ASSIGNED TASK 1: List the shapes that the passage on mikoshi names as typical.
ASSIGNED TASK 2: Summarize the passage on mikoshi in two sentences.
BEGIN EXERCISE PASSAGE
Typical shapes are rectangles, hexagons, and octagons. The body, which stands on two or four poles (for carrying), is usually lavishly decorated, and the roof might hold a carving of a phoenix.

== Festival and flow ==
During a matsuri (Japanese festival) involving a mikoshi, people bear the mikoshi on their shoulders by means of two, four, or (rarely) six poles. They bring the mikoshi from the shrine, carry it around the neighborhoods that worship at the shrine, and in many cases leave it in a designated area, resting on blocks called uma (horse), for a time before returning it to the shrine. This resting place is known as the otabisho ("place of travel"), a term also used more broadly for any temporary shrine set up to host a kami during a festival procession; the practice echoes the earliest stages of Shinto shrine history, when only temporary structures, rather than permanent buildings, were erected to host the kami. Some shrines have the custom of dipping the mikoshi in the water of a nearby lake, river or ocean (this practice is called o-hamaori). At some festivals, the people who bear the mikoshi wave it wildly from side to side to "amuse" the deity (kami) inside.

== Methods of shouldering ==
The most common method of shouldering in Japan is hira-katsugi (平担ぎ). Bearers chant wasshoi (わっしょい) and may or may not toss and shake the mikoshi.

Other methods include:

(video) A local shrine being carried in Japan. As it is being carried the participants chant.
END EXERCISE PASSAGE
BEGIN ENTRIES SUPPLIED
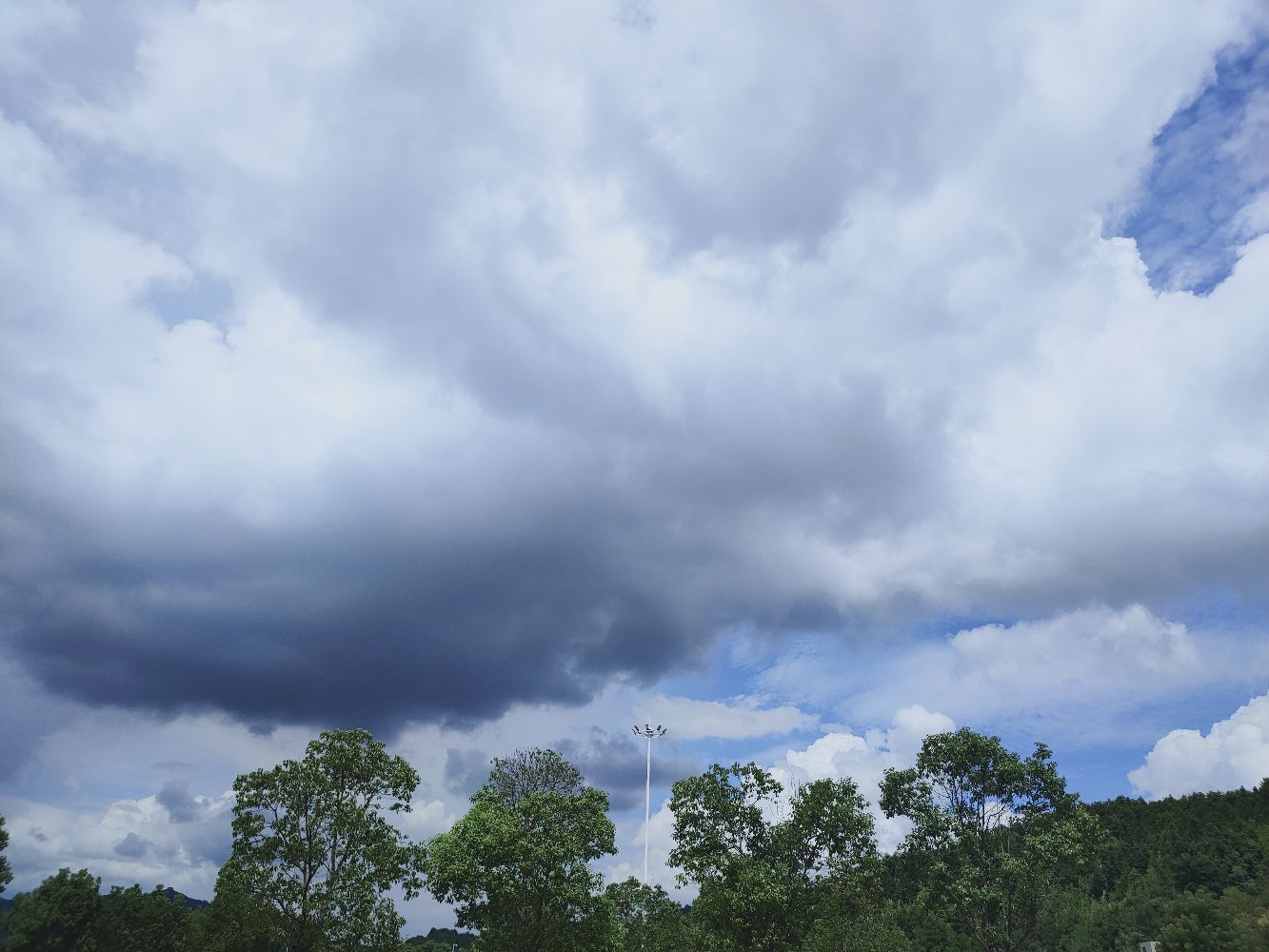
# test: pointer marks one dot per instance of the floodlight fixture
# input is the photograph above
END ENTRIES SUPPLIED
BEGIN ENTRIES SUPPLIED
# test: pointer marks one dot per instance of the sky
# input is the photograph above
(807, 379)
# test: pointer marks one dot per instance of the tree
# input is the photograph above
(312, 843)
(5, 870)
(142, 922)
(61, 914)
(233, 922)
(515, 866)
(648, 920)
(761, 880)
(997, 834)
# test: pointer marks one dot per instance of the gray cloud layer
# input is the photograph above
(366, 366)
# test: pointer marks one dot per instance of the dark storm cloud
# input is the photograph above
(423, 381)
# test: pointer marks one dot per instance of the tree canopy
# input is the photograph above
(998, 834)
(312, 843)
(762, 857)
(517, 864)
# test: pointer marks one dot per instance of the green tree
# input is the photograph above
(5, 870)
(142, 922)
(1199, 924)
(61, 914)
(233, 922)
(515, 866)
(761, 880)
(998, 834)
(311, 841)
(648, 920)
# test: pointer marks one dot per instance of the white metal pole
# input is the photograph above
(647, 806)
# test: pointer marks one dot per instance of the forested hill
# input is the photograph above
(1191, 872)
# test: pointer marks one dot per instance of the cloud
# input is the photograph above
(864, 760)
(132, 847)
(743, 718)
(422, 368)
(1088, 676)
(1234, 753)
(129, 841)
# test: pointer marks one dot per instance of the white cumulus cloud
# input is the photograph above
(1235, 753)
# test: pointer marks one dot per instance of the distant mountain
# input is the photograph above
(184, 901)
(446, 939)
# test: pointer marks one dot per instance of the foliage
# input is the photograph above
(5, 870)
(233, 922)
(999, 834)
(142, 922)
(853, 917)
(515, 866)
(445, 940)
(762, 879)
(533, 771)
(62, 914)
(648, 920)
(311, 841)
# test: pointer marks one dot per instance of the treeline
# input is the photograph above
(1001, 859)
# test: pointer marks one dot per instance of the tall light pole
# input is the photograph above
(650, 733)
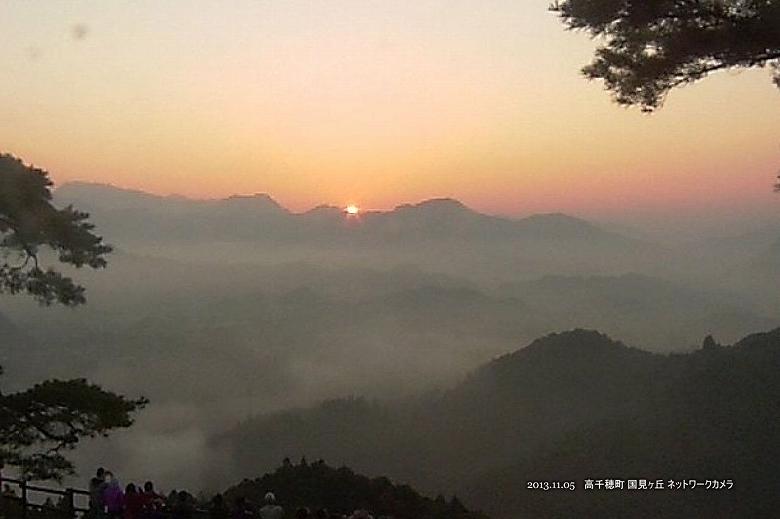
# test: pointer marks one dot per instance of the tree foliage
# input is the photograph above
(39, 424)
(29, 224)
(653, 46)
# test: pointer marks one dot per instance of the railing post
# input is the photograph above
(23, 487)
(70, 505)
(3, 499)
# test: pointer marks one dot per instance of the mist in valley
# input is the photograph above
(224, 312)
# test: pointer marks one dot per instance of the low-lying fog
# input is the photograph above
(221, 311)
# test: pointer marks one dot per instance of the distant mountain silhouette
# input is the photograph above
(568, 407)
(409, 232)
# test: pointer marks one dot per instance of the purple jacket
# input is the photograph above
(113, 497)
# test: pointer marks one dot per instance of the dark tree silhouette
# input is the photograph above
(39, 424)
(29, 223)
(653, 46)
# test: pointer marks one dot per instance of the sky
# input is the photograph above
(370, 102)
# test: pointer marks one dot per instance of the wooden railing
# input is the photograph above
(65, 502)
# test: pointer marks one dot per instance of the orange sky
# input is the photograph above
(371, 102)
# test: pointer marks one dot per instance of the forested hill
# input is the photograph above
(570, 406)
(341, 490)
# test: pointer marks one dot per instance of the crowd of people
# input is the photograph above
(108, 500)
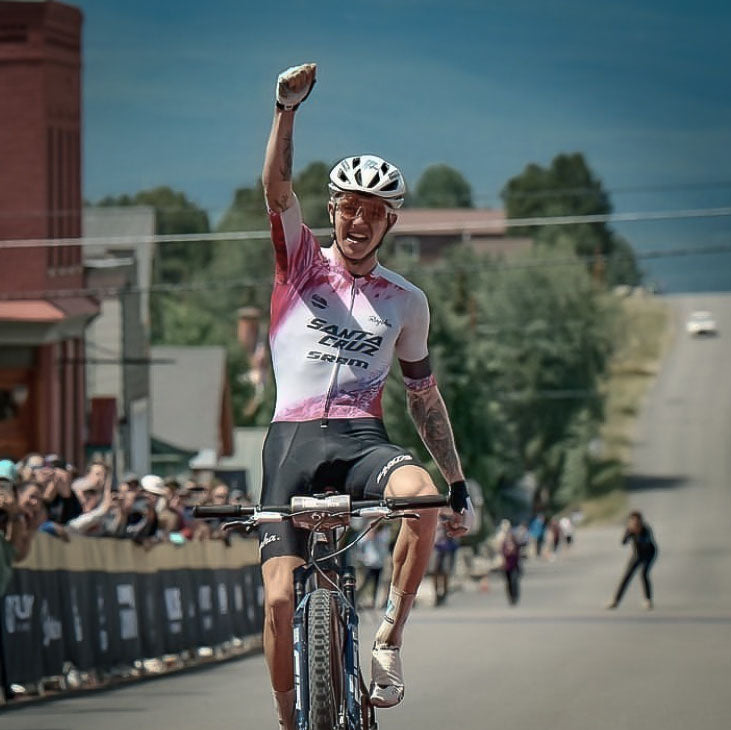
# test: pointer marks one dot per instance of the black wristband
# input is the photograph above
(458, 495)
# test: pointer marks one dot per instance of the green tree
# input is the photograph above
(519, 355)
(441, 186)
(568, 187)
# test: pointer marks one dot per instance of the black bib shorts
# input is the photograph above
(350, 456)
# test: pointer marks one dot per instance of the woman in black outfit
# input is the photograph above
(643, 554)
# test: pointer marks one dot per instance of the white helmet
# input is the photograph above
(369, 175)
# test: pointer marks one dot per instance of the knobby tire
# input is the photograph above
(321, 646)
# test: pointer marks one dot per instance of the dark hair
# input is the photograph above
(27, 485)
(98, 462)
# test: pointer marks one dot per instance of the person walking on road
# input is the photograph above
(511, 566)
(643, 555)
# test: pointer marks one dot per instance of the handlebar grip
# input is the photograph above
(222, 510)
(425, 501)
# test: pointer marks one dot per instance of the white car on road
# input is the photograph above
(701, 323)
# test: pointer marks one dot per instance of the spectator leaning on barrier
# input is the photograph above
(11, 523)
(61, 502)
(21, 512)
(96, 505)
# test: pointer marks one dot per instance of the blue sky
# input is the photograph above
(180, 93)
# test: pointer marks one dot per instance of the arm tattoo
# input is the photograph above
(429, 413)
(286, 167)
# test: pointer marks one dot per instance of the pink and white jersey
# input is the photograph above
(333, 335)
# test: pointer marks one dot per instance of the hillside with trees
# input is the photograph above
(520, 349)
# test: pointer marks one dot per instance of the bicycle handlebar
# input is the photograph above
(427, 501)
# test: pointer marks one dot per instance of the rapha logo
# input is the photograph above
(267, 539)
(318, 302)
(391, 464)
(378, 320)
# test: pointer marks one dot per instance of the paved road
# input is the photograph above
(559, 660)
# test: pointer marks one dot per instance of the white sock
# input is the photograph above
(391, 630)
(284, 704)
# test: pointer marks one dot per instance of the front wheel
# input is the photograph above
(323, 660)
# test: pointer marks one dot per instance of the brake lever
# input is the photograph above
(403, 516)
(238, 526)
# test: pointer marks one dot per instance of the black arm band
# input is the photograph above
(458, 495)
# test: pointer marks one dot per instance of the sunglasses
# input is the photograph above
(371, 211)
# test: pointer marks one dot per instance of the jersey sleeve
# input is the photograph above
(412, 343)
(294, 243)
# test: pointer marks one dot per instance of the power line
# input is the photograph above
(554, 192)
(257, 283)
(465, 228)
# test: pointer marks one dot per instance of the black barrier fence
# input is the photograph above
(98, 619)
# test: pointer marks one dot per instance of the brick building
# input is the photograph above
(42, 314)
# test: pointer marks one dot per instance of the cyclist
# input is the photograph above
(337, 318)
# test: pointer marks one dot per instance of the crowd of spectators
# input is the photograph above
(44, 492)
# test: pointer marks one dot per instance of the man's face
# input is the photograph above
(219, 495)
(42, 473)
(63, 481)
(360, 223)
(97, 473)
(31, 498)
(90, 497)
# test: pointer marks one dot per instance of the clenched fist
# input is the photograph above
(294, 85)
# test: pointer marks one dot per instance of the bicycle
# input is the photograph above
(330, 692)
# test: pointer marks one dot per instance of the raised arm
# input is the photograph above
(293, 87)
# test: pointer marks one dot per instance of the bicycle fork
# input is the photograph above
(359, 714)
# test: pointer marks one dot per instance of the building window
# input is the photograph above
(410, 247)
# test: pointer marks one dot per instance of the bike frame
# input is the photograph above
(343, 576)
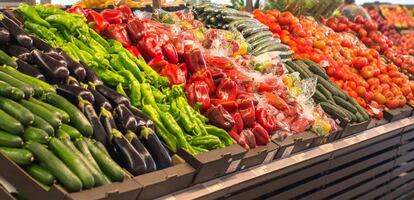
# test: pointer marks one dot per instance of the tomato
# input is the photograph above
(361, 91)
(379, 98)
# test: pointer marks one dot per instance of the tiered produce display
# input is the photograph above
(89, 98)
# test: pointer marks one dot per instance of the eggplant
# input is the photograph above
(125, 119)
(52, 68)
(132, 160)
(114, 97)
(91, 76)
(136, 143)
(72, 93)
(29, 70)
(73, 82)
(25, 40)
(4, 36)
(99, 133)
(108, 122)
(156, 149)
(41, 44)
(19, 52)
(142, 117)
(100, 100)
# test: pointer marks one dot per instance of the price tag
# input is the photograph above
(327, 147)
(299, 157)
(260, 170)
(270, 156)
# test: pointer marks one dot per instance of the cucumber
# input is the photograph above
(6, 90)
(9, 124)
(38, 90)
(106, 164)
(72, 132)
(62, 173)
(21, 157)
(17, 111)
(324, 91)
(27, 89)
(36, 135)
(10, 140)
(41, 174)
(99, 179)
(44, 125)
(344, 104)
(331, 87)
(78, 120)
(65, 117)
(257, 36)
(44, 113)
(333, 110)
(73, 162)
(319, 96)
END ENTRIES SUPPLIED
OUTPUT 1: Rectangles, hexagons, and octagons.

OUTPUT 2: A mikoshi is usually a richly decorated rectangular, hexagonal, or octagonal body on carrying poles, which people shoulder during a matsuri to take it from the shrine around the neighborhoods that worship there. It often rests for a time at an otabisho before returning, and some shrines dip it in nearby water or bearers wave it wildly, while the most common method of shouldering is hira-katsugi, with bearers chanting wasshoi.